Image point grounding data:
-- Opening Marker --
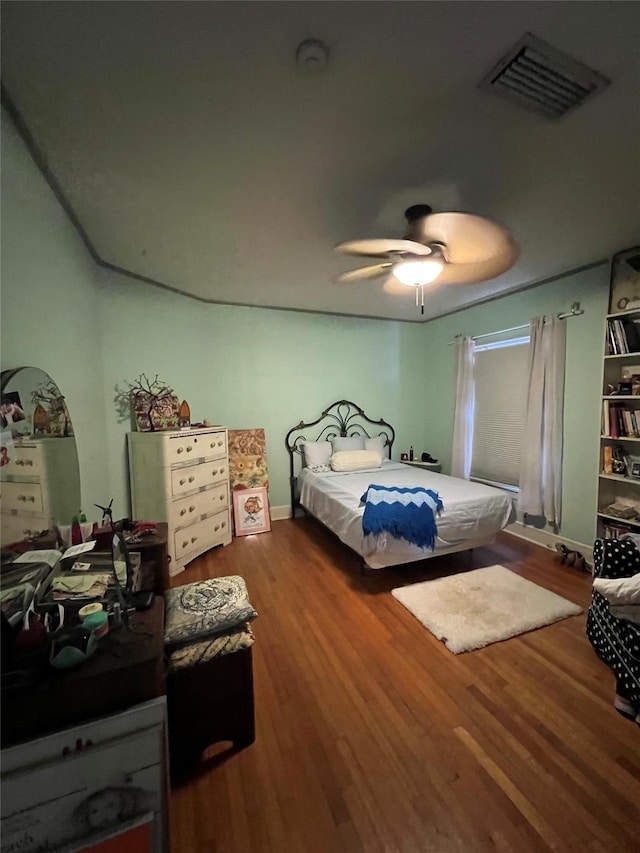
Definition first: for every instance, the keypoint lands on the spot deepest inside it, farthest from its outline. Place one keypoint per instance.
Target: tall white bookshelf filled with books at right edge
(619, 474)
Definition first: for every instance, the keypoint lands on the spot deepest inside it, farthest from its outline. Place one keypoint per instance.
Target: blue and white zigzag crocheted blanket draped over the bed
(405, 513)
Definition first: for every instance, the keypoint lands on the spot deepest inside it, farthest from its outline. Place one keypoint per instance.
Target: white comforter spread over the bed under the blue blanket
(473, 513)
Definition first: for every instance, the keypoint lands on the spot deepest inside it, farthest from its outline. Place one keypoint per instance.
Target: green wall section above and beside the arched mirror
(49, 305)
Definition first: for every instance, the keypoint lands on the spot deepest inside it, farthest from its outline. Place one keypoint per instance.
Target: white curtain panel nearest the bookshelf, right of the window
(541, 466)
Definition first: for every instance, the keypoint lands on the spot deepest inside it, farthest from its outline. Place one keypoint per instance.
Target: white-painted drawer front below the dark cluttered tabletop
(88, 783)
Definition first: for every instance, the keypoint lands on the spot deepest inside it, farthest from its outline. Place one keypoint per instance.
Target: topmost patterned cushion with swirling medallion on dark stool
(204, 608)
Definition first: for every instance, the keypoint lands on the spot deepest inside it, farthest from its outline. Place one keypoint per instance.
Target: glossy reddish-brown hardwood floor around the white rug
(371, 736)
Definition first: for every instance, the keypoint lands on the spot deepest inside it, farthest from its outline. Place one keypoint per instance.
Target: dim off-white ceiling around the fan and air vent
(194, 152)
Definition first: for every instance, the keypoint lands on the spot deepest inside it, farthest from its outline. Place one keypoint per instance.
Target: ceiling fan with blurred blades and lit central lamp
(445, 248)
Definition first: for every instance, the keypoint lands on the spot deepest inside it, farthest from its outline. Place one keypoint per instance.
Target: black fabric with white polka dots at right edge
(616, 641)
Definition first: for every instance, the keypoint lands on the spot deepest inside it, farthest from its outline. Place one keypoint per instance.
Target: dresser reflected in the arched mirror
(39, 486)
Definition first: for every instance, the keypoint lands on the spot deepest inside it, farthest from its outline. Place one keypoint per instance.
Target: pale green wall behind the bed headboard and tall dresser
(253, 367)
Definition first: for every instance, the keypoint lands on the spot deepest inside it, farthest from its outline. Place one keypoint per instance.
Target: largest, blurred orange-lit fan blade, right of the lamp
(468, 239)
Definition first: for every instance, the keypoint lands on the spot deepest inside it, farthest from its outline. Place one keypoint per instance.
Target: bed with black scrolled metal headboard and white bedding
(471, 516)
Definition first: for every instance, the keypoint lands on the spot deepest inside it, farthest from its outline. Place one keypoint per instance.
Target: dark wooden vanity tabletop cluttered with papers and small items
(125, 666)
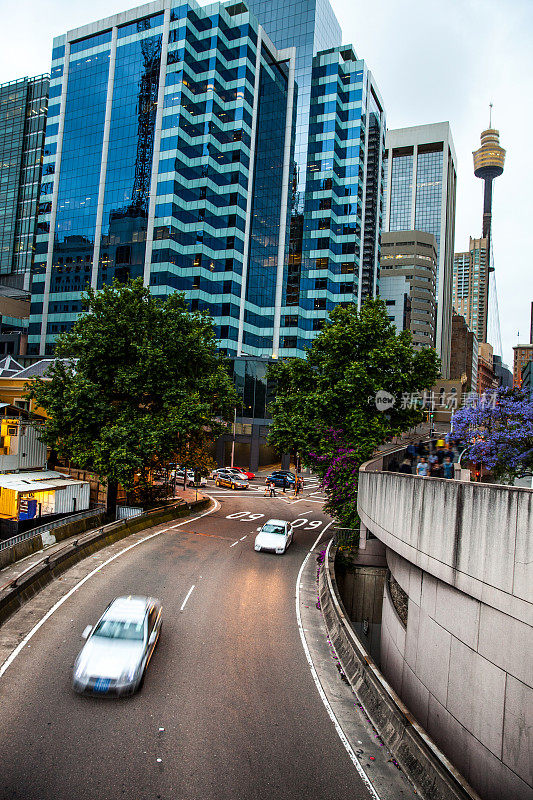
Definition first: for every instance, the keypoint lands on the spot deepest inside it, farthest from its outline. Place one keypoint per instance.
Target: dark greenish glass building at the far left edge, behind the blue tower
(23, 106)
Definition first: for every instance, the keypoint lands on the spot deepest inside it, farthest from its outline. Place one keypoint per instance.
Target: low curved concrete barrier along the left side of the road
(34, 579)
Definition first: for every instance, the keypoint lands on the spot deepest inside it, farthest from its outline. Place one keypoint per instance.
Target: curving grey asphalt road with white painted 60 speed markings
(228, 708)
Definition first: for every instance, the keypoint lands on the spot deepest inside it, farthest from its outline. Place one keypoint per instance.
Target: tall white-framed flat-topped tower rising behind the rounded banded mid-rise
(420, 179)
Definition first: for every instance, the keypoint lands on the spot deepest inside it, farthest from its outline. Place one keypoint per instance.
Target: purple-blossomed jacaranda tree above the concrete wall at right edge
(498, 432)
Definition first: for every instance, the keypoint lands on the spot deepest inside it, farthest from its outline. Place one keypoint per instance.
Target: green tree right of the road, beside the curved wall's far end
(325, 406)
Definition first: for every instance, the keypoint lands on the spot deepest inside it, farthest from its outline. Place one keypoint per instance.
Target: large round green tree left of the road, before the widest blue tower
(145, 380)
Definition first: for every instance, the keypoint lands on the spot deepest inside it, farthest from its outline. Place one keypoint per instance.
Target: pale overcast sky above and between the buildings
(433, 60)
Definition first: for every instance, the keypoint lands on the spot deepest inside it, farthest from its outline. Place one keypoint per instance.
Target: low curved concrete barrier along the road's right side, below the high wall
(433, 776)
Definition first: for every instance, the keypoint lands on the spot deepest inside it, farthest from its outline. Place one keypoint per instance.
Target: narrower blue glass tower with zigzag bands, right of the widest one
(344, 191)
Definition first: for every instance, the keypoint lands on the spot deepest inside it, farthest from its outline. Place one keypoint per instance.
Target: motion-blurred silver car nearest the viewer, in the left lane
(119, 647)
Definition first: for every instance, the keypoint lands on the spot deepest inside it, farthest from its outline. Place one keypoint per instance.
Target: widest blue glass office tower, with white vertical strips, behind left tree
(168, 156)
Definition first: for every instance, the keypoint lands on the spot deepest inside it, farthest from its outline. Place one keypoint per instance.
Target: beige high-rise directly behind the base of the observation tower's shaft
(471, 286)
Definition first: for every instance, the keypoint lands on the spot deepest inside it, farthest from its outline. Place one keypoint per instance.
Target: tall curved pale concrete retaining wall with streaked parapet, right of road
(463, 553)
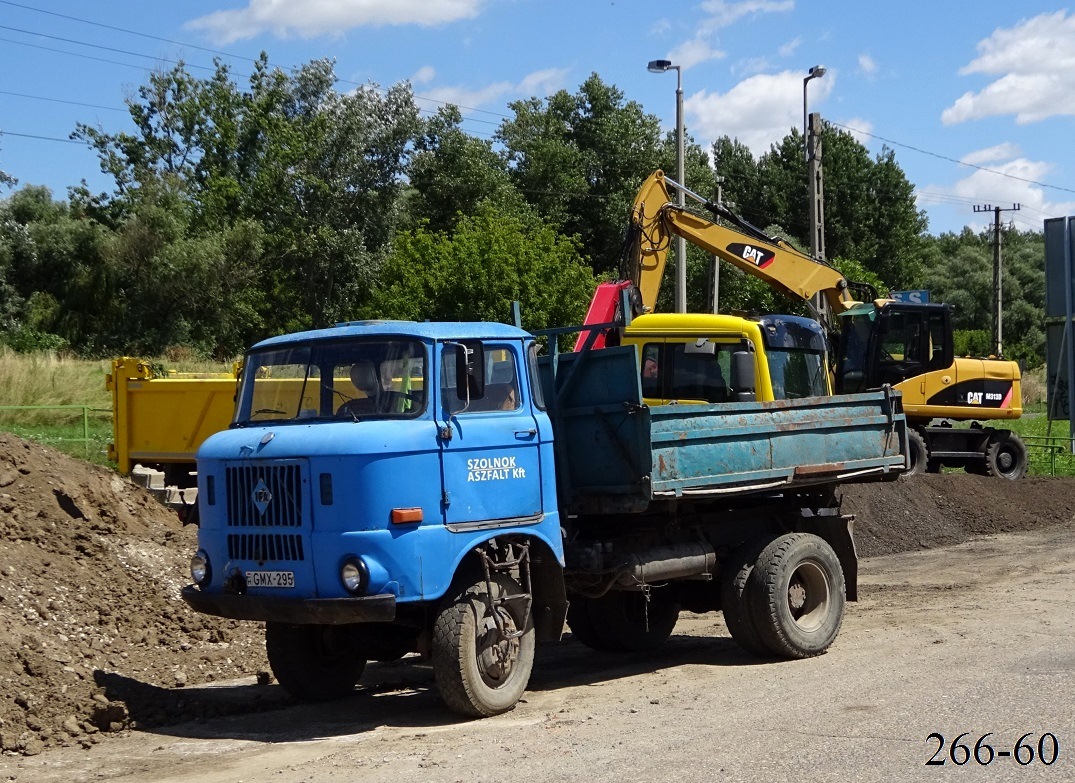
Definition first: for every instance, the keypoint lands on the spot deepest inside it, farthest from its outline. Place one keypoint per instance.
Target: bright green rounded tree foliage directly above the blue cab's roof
(476, 274)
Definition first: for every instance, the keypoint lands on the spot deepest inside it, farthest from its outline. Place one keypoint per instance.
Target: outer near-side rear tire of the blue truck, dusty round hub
(797, 596)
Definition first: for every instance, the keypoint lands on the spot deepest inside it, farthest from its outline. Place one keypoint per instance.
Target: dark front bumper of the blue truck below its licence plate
(295, 611)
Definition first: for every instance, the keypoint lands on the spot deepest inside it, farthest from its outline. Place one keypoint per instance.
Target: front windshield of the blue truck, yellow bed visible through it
(339, 380)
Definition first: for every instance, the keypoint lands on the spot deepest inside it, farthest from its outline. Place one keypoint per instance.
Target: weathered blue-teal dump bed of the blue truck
(617, 455)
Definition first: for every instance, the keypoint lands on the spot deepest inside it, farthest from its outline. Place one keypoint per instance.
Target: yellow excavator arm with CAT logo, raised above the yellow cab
(655, 220)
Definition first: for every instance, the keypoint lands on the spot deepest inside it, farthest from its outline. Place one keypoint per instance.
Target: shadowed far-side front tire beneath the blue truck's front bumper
(313, 663)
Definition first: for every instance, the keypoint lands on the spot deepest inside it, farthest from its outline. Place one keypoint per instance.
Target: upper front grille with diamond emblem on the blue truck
(268, 495)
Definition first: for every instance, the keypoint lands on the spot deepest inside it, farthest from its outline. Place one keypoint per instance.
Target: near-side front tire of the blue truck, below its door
(478, 672)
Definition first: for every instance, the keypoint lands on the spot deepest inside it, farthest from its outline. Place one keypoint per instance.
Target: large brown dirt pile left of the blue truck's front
(91, 568)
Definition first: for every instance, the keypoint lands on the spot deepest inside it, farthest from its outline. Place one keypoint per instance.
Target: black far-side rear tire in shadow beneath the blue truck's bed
(623, 622)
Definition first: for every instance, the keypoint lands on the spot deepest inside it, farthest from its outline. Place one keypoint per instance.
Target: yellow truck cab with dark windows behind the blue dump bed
(691, 358)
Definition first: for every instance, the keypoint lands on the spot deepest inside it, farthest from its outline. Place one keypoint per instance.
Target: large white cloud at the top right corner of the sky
(1035, 66)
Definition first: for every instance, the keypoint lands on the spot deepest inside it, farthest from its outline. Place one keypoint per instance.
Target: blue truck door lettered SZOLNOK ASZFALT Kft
(490, 465)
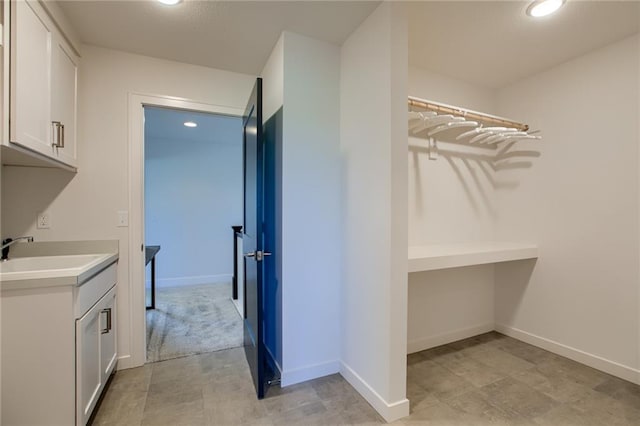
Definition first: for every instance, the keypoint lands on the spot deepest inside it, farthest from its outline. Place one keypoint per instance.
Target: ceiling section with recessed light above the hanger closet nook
(493, 44)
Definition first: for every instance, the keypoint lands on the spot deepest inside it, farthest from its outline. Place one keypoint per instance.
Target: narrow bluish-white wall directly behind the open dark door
(311, 224)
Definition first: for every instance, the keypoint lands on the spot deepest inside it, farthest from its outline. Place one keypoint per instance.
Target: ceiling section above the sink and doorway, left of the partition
(230, 35)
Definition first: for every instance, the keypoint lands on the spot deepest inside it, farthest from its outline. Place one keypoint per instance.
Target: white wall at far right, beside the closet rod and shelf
(580, 204)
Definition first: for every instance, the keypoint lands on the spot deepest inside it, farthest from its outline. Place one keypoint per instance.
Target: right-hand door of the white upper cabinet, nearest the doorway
(64, 73)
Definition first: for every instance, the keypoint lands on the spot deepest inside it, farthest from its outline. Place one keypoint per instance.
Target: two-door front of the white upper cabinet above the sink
(43, 86)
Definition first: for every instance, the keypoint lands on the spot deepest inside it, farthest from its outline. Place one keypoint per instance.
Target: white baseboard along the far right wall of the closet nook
(599, 363)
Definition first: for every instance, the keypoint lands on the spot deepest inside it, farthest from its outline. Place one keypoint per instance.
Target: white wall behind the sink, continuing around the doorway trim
(84, 206)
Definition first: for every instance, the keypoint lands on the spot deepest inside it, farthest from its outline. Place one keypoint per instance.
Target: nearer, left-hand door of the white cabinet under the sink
(88, 374)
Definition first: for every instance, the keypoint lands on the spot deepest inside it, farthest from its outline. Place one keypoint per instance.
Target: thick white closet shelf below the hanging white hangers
(443, 256)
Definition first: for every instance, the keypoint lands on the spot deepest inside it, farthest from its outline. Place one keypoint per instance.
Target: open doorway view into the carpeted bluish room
(193, 189)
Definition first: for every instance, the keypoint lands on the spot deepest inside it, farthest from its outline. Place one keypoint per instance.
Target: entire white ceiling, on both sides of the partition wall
(488, 43)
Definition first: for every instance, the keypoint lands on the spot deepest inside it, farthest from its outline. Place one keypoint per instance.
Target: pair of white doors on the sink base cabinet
(95, 353)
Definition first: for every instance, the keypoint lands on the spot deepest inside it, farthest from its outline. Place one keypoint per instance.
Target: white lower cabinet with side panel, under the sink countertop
(58, 350)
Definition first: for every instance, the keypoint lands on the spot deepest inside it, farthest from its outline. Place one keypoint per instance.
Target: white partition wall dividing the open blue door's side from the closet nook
(373, 90)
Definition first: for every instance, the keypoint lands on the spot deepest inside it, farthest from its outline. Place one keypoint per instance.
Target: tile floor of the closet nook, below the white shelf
(496, 380)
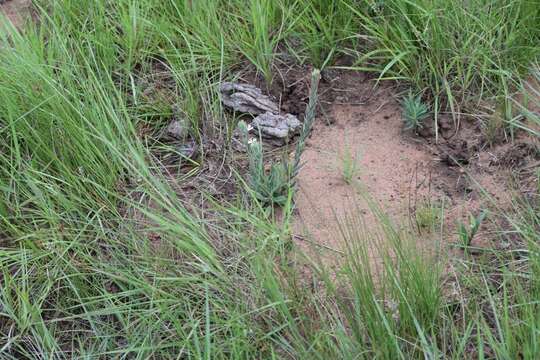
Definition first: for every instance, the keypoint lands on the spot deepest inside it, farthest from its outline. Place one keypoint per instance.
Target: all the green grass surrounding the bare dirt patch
(81, 278)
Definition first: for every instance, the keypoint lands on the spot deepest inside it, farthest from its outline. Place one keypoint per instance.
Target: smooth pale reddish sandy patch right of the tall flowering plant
(368, 129)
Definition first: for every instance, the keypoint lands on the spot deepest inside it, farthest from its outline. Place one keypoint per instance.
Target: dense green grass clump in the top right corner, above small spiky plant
(460, 54)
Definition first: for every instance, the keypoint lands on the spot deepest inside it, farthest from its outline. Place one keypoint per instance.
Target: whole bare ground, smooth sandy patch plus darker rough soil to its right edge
(401, 171)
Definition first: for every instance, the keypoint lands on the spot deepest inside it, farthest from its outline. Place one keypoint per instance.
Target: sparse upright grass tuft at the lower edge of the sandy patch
(409, 303)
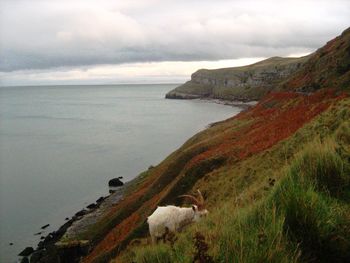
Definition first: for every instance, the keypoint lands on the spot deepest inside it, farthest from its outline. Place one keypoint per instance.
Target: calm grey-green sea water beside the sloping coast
(59, 146)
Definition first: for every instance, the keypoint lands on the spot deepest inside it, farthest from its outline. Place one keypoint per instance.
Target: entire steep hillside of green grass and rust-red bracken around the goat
(276, 179)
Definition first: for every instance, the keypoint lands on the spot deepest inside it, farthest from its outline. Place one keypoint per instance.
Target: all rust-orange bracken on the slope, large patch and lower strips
(273, 119)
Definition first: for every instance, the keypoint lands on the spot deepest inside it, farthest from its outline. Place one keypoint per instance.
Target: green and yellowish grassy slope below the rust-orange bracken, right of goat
(302, 216)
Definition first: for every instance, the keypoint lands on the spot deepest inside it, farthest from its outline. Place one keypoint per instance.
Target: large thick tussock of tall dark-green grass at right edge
(311, 197)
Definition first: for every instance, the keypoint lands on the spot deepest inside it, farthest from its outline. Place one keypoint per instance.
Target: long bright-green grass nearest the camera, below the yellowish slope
(305, 218)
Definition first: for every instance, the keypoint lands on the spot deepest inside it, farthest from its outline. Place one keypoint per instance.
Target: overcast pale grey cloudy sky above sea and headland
(134, 41)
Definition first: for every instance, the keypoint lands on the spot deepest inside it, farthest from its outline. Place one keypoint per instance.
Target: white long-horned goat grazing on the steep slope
(172, 219)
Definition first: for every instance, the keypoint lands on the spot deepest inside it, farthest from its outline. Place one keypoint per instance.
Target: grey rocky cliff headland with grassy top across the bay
(239, 83)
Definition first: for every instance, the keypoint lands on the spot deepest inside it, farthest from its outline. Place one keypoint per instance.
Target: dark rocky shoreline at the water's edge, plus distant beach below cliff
(65, 243)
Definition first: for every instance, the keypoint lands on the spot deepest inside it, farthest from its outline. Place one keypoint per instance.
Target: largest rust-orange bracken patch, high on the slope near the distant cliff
(275, 118)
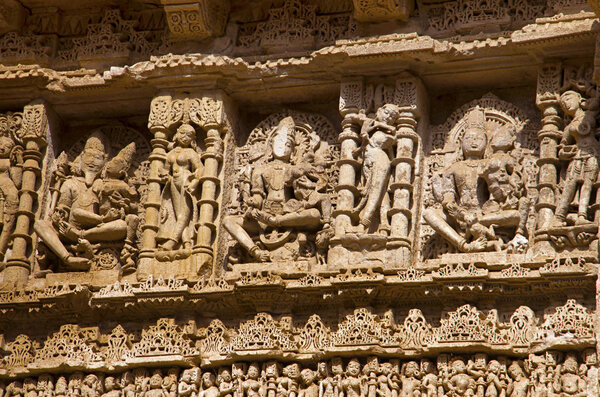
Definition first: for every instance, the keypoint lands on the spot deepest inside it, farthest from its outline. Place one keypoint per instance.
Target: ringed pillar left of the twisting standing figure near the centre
(351, 98)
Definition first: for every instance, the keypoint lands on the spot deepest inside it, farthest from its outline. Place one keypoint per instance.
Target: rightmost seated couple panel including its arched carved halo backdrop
(480, 181)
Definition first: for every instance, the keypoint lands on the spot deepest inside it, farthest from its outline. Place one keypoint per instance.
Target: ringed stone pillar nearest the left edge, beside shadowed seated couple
(34, 130)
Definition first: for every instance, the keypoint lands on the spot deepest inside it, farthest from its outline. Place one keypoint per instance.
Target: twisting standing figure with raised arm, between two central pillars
(378, 138)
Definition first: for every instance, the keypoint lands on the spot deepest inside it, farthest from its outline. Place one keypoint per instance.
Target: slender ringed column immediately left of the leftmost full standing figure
(158, 123)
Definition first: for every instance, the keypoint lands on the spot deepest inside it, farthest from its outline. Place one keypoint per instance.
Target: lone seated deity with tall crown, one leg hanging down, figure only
(283, 196)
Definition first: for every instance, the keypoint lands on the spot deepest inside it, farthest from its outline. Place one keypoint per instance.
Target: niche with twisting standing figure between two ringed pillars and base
(379, 148)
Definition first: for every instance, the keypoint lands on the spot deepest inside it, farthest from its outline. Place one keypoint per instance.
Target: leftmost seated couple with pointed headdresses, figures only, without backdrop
(95, 206)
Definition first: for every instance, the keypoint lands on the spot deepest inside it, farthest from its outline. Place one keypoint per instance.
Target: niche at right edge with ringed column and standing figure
(575, 203)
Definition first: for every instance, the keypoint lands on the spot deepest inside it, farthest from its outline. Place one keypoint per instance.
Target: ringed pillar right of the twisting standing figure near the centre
(408, 96)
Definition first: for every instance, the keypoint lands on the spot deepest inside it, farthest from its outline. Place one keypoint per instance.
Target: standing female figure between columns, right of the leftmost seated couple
(181, 178)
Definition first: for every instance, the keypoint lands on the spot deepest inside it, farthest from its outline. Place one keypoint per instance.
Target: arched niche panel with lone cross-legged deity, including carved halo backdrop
(285, 192)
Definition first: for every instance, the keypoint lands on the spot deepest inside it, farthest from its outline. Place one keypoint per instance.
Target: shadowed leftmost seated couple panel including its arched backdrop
(94, 211)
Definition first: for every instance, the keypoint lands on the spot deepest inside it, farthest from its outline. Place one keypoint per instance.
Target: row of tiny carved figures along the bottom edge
(553, 373)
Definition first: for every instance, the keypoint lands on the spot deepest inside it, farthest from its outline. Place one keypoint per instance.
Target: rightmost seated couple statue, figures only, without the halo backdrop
(468, 218)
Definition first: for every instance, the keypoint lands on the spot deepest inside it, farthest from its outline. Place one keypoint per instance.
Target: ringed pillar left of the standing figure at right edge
(549, 80)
-- Closing Marker --
▶ What the task asks
Please return exactly the lines from the one containing "Target: shadowed leftmost" through the end of the entries above, adding no other line.

▶ Result of this exercise
Target: shadowed leftmost seated couple panel including its arched backdrop
(94, 211)
Definition first: for every instance, the keypoint lands on the spot deepest inside it, farthest from its outline. Place one keypoint per instance.
Target: row of tiny carved figures along the bottom edge
(553, 373)
Definition first: for every instance, the keypoint lands on the spot deepest inside it, farthest from its outline. Place one keypoint per instance.
Target: rightmost seated couple statue, figures only, without the halo backdrop
(468, 218)
Definition first: for every instance, the keypoint lands on the spot deepest inside it, farthest from its outline. Place one keypoint per instance.
Target: ringed pillar left of the standing figure at right edge
(549, 80)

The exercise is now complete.